| Saved data entries |
-- START --

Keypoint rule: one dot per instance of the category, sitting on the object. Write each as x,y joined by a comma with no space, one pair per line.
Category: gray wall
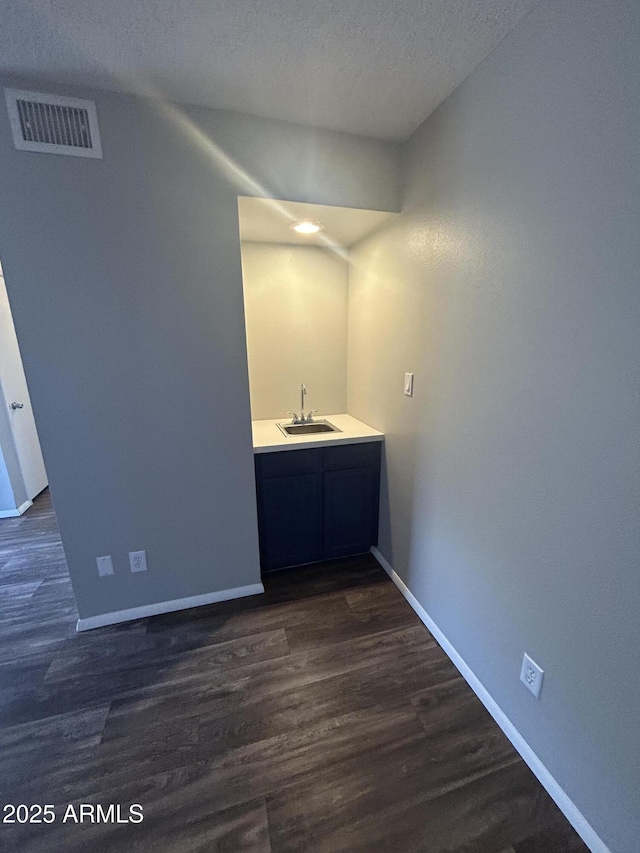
510,287
125,283
295,302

-- END --

| EXERCISE AIM |
Rewrite the records with "gray wall" changed to "stone wall" and everything else kept the same. Leave the pictures out.

| ANSWER TO THE PROBLEM |
Keypoint rule: one dot per instance of the category, sitting on the object. Write each as x,y joined by a comma with no space, one pair per line.
Category: stone wall
510,287
125,283
295,302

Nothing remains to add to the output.